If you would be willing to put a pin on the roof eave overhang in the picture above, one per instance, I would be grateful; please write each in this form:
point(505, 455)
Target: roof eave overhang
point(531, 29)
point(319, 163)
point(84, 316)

* **WHAT IS BEING ASKED**
Copy the records again, swapping every "roof eave overhang" for "chimney cap" and leaving the rest as it is.

* **WRITTEN RESPONSE**
If you would be willing to put a pin on the chimney cap in the picture above, one per instance, I would be grateful; please write each in this form:
point(505, 455)
Target: chimney cap
point(531, 29)
point(319, 163)
point(84, 316)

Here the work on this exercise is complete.